== What is being asked ==
Can you put the lines below into a two-column CSV with the headers "note" and "points", one row per reviewer note, holding the note's text and the coordinates listed under it, each in a single quoted field with line breaks replaced by spaces? Leave the pictures out.

== Data to use ==

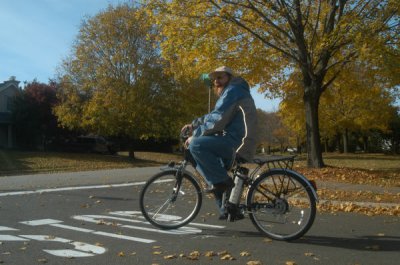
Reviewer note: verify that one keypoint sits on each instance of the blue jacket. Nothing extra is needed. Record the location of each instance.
(233, 116)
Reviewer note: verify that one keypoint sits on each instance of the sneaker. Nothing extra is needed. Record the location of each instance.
(221, 187)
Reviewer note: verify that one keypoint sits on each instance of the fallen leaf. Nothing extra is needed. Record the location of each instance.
(244, 254)
(227, 257)
(222, 253)
(210, 254)
(373, 247)
(170, 257)
(254, 262)
(267, 240)
(194, 255)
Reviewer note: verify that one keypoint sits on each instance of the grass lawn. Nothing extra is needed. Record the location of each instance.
(18, 163)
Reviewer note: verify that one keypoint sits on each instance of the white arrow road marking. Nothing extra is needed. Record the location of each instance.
(56, 223)
(82, 249)
(14, 193)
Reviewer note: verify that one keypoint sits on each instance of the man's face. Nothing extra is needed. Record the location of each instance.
(221, 79)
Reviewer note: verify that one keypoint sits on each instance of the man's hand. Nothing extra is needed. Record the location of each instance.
(187, 129)
(187, 142)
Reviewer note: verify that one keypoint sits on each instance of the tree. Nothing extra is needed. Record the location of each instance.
(268, 40)
(32, 114)
(113, 83)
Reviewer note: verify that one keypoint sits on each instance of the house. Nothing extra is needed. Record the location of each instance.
(8, 90)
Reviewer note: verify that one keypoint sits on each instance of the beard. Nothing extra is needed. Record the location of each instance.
(218, 90)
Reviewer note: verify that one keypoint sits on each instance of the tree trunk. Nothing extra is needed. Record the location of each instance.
(314, 154)
(365, 140)
(326, 145)
(345, 141)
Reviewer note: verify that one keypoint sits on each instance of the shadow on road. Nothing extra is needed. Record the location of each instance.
(367, 243)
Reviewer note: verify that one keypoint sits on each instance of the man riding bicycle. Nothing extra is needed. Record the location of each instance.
(229, 130)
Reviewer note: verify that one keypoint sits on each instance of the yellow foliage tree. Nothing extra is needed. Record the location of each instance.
(266, 41)
(113, 83)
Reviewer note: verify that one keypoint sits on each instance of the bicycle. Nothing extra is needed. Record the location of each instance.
(280, 202)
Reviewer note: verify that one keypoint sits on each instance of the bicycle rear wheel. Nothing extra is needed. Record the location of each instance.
(282, 205)
(170, 201)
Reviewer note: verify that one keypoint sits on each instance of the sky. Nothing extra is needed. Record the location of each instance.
(36, 35)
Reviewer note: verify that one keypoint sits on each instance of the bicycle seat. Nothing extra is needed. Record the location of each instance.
(261, 160)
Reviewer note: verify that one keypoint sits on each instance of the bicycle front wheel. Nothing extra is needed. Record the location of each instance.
(170, 201)
(282, 205)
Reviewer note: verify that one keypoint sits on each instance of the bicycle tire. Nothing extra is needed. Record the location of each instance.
(281, 204)
(168, 207)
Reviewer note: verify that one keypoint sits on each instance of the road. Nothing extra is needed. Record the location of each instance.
(69, 221)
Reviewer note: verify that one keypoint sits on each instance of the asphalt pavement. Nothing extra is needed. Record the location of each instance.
(127, 175)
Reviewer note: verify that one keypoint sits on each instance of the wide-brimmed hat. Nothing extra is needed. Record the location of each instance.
(222, 69)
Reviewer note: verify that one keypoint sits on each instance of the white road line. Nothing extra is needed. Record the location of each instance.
(74, 228)
(138, 239)
(56, 223)
(15, 193)
(81, 249)
(41, 222)
(138, 215)
(11, 238)
(102, 219)
(179, 231)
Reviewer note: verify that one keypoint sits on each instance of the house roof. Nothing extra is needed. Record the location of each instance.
(7, 84)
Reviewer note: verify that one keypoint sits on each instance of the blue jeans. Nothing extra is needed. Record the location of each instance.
(213, 154)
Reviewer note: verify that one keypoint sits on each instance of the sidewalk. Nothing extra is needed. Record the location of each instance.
(117, 176)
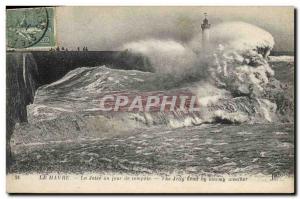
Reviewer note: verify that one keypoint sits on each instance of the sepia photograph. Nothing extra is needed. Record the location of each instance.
(150, 99)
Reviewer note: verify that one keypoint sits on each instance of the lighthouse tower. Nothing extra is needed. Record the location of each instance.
(205, 26)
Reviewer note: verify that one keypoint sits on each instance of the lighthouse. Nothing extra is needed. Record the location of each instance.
(205, 26)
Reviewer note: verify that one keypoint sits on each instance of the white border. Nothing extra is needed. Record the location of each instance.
(4, 3)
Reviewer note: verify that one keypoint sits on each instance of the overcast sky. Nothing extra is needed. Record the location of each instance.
(107, 28)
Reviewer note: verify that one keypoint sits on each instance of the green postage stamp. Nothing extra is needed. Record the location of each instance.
(30, 28)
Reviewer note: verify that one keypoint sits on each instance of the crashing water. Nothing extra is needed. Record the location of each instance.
(222, 149)
(245, 124)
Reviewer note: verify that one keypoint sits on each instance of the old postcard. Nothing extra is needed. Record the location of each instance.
(150, 99)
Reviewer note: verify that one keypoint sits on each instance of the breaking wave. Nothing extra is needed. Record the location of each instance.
(232, 79)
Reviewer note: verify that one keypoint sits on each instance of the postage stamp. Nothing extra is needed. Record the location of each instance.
(30, 27)
(117, 100)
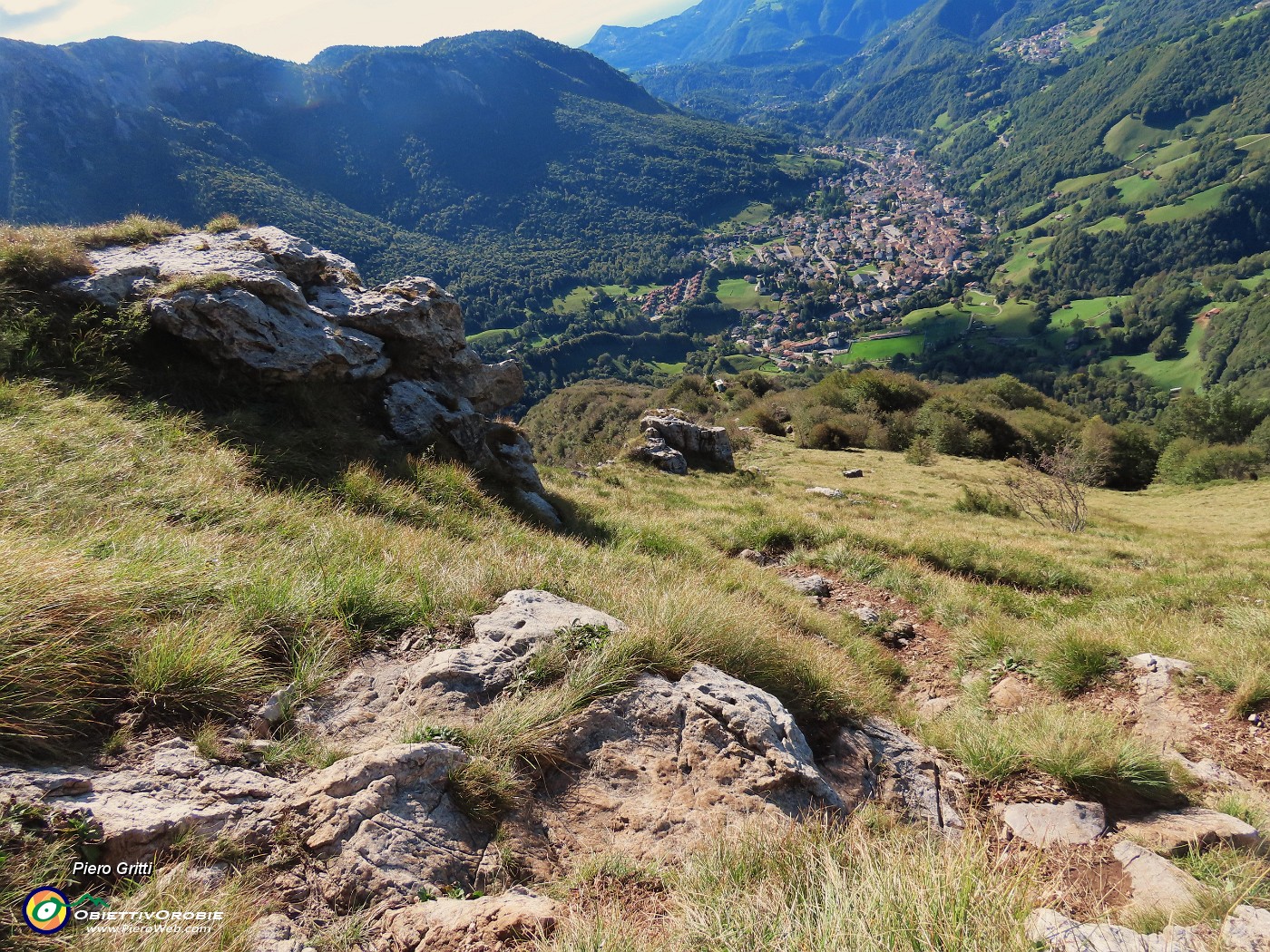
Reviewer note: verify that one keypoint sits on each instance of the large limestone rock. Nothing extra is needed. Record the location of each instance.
(1057, 932)
(383, 697)
(386, 825)
(485, 924)
(1178, 831)
(1158, 885)
(702, 444)
(1070, 824)
(282, 310)
(1247, 929)
(146, 809)
(663, 765)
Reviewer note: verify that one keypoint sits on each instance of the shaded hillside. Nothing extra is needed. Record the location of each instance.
(717, 31)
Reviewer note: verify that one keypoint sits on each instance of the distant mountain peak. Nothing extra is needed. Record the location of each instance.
(719, 31)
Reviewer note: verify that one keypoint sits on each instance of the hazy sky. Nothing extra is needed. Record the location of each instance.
(296, 29)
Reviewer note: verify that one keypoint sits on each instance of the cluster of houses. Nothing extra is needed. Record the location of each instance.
(656, 304)
(1041, 47)
(897, 234)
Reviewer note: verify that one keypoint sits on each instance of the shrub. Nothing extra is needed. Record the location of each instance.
(1190, 462)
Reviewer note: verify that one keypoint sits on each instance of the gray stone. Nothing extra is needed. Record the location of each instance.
(275, 933)
(898, 771)
(1057, 932)
(485, 924)
(705, 444)
(295, 313)
(659, 768)
(174, 792)
(1247, 929)
(659, 453)
(815, 586)
(1178, 831)
(1070, 824)
(1158, 885)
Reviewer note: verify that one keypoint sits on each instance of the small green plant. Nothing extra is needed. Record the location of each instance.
(921, 452)
(224, 222)
(210, 282)
(1076, 663)
(987, 503)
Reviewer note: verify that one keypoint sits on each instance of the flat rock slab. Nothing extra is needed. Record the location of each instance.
(1247, 929)
(815, 586)
(1180, 831)
(1070, 824)
(1158, 885)
(1057, 932)
(664, 765)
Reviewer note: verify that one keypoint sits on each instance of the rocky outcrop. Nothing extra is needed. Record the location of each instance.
(658, 453)
(1057, 932)
(272, 306)
(1180, 831)
(485, 924)
(650, 771)
(1070, 824)
(171, 793)
(1158, 885)
(385, 825)
(381, 697)
(704, 446)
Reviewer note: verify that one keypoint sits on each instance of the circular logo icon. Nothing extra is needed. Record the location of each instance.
(46, 910)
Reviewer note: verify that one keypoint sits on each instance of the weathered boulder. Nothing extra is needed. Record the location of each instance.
(1246, 929)
(1158, 885)
(1070, 824)
(381, 697)
(145, 809)
(813, 586)
(708, 446)
(386, 825)
(276, 933)
(1062, 935)
(1180, 831)
(272, 306)
(485, 924)
(657, 452)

== Solved exercise ==
note,points
"Reviewer note: verify that one keypoint sits on each instance of the blue jacket. Nothing extra is needed. Record the location of each instance.","(233, 116)"
"Reviewer note: verify that one keypoint sits on each instance of the sneaker. Nothing extra is needed. Record the location of each instance.","(221, 187)"
"Reviewer note: verify that one keypoint sits on each instance of the fallen leaf. Nothing extra is needed. Record the location of each instance.","(244, 254) (227, 257) (222, 253) (210, 254) (373, 247) (170, 257) (254, 262) (267, 240) (194, 255)"
"Reviewer note: verify that one keypoint sits on each instance of the grass lawn. Nothing extra is needed. Record the location of each instance.","(18, 163)"
"Reviewer note: verify that one keypoint sits on each instance of the white arrow road marking. Nothing extra is needed. Record the location of each instance.","(56, 223) (82, 249) (14, 193)"
"Reviewer note: verify that one keypoint sits on each instance of the man's face. Nothing extra is needed. Record the location of each instance.","(221, 79)"
"Reviewer note: verify that one keypoint sits on each instance of the man's hand. Nothing extra is needed. Record the location of each instance.","(187, 129) (187, 142)"
"Reviewer note: verify that one keypoint sits on each instance of the tree. Nothing extra is needed. Record the location of each instance.","(268, 40) (32, 114) (113, 83)"
"Reviewer note: verify that one keypoint sits on each instance of the house. Nothing extra is needed. Record the location of each instance.","(8, 90)"
"Reviewer note: verify that one keypoint sits on each instance of the beard. Nothing extra is needed. Record the location of each instance.","(218, 90)"
"Reviewer note: verify that one keypoint sits on each instance of the tree trunk. Nothing extra is needed. Record the location of each instance.","(314, 154) (365, 140) (326, 145) (345, 141)"
"Reviewer note: verify that one keypoint sits on each instance of the shadow on road. Nothing extra is needed. Record the location of each instance.","(367, 243)"
"Reviewer note: verify that one keypoint sits on each instance of the man riding bicycle. Nothing extra is needed. Record the location of each instance.","(229, 130)"
"Reviewer note: verify that one keypoint sits on each instance of the yellow foliage tree. Nothing extra is needed. Record the location of each instance.","(266, 41) (113, 83)"
"Reviewer note: verify that one keypoint sits on each instance of the bicycle. Nothing extra is needed. Record the location of each instance.","(280, 202)"
"Reviewer note: verify that one keypoint sits on each instance of the bicycle rear wheel. Nothing extra is needed. Record the location of each instance.","(282, 205) (170, 201)"
"Reviewer note: verify that one keypoint sits on each instance of the sky. Nothing extra is needed. Record the location of each instance.","(36, 35)"
"Reviewer note: verify that one keypoint sits on each instance of the bicycle seat. Nothing extra is needed. Record the location of each instance.","(261, 160)"
"Reviewer note: verify that one keypoint sits on each instance of the bicycle front wheel. Nothing extra is needed. Record the location of each instance.","(170, 201) (282, 205)"
"Reviewer note: verify that one keypoint sits on each instance of the bicycle tire. Nothing extra is needed. Record the location of each instance.","(281, 204) (168, 207)"
"Reviewer note: verify that one keypoint sits on each instance of the road. Nothing extra is needed. Record the location of each instance.","(69, 221)"
"Reviewer note: verify that one keypoint sits on each instance of the asphalt pavement. Nothing extra is needed. Record the location of each instance.","(127, 175)"
"Reviewer note: verify that one keypoint sits on each instance of the wide-brimmed hat. Nothing extra is needed. Record the location of each instance.","(222, 69)"
"Reviewer note: verify that one keypoint sits on each instance of the white road line. Nothing extra is needed. Record the location of each instance.","(74, 228) (138, 239) (56, 223) (15, 193) (81, 249) (41, 222) (138, 215) (11, 238) (102, 219) (179, 231)"
"Reviewer note: verify that one keypoint sits on each instance of the house roof. Nothing extra is needed. Record the location of each instance.","(7, 84)"
"Reviewer note: verify that one keypoint sits on each instance of the blue jeans. Nothing extra is needed. Record the location of each instance.","(213, 154)"
"Reviewer note: verify that one keypoint sits on each instance of the sidewalk. Nothing extra is needed. Record the location of each instance.","(117, 176)"
"Reviewer note: verify that one keypoint sits on each instance of the sepia photograph. Nothing extra is needed. Record the location of each instance.","(150, 99)"
"Reviewer note: verify that one keypoint sits on each instance of the lighthouse tower. Nothing extra is needed. Record the location of each instance.","(205, 26)"
"Reviewer note: verify that one keypoint sits on each instance of the lighthouse. Nothing extra is needed. Record the location of each instance.","(205, 26)"
"Reviewer note: verify that one keypoint sits on each instance of the white border. Nothing extra is needed. Record the location of each instance.","(4, 3)"
"Reviewer note: verify that one keypoint sits on each instance of the overcast sky. Nothing extra is needed. Record the location of each instance.","(107, 28)"
"Reviewer note: verify that one keypoint sits on each instance of the green postage stamp. Nothing extra is needed. Record the location of each instance.","(30, 28)"
"Reviewer note: verify that one keypoint sits on each instance of the crashing water. Nothing extra is needed. Record the location of each instance.","(222, 149) (245, 124)"
"Reviewer note: verify that one keypoint sits on each instance of the old postcard. Nothing extra is needed. Record the location of each instance.","(150, 99)"
"Reviewer note: verify that one keypoint sits on each instance of the breaking wave. Nothing extra is needed. Record the location of each instance.","(232, 79)"
"Reviewer note: verify that one keypoint sits on each instance of the postage stamp. Nothing extra is needed. Record the location of each instance.","(30, 27) (117, 100)"
"Reviewer note: verify that one keypoint sits on each instance of the large limestone rock. Nothing extra is needed. Record the location of each instance.","(1057, 932) (383, 697) (386, 825) (485, 924) (1178, 831) (1158, 885) (702, 444) (1070, 824) (282, 310) (1247, 929) (146, 809) (663, 765)"
"Reviewer note: verify that one keypoint sits on each instance of the shaded hillside. Nothing extra is needed. Record the location of each instance.","(717, 31)"
"Reviewer note: verify that one keypoint sits on each instance of the distant mountain peak. Nothing extra is needed. Record the location of each instance.","(719, 31)"
"Reviewer note: verify that one keypoint sits on each instance of the hazy sky. Nothing extra is needed. Record the location of each instance.","(296, 29)"
"Reviewer note: verify that one keypoint sits on each instance of the cluster of houses. Nothing extra is needed. Record the location of each instance.","(656, 304) (1041, 47) (897, 234)"
"Reviewer note: verify that one keypoint sits on each instance of the shrub. Nothing extra is needed. Record the location of each instance.","(1190, 462)"
"Reviewer note: verify that one keypoint sits on each instance of the gray stone. Nothing extra is needed. Record the location of each instance.","(275, 933) (898, 771) (1057, 932) (485, 924) (705, 444) (295, 313) (659, 768) (174, 792) (1247, 929) (659, 453) (815, 586) (1178, 831) (1070, 824) (1158, 885)"
"Reviewer note: verify that one keypoint sits on each instance of the small green plant. Nothing extra is needed. Record the location of each instance.","(921, 452) (224, 222) (210, 282) (1076, 663) (987, 503)"
"Reviewer note: verify that one keypoint sits on each instance of the flat rock slab. Nothing extra is needed. Record the location of each instance.","(1247, 929) (815, 586) (1180, 831) (1070, 824) (1158, 885) (1057, 932) (664, 765)"
"Reviewer note: verify that one keypoint sits on each instance of the rocky outcrop. Nothing extra is needed. Record the location of each instance.","(658, 453) (1057, 932) (272, 306) (1180, 831) (485, 924) (650, 771) (1070, 824) (171, 793) (1158, 885) (385, 825) (381, 697) (704, 446)"
"Reviewer note: verify that one keypoint sits on each instance of the circular logo icon. Nothing extra is needed. Record the location of each instance.","(46, 910)"
"Reviewer note: verify that one keypoint sits on each instance of the weathered boulder. Nothing extra is needed. Record the location of each instance.","(1246, 929) (1158, 885) (1070, 824) (381, 697) (145, 809) (813, 586) (708, 446) (386, 825) (276, 933) (1062, 935) (1180, 831) (272, 306) (485, 924) (657, 452)"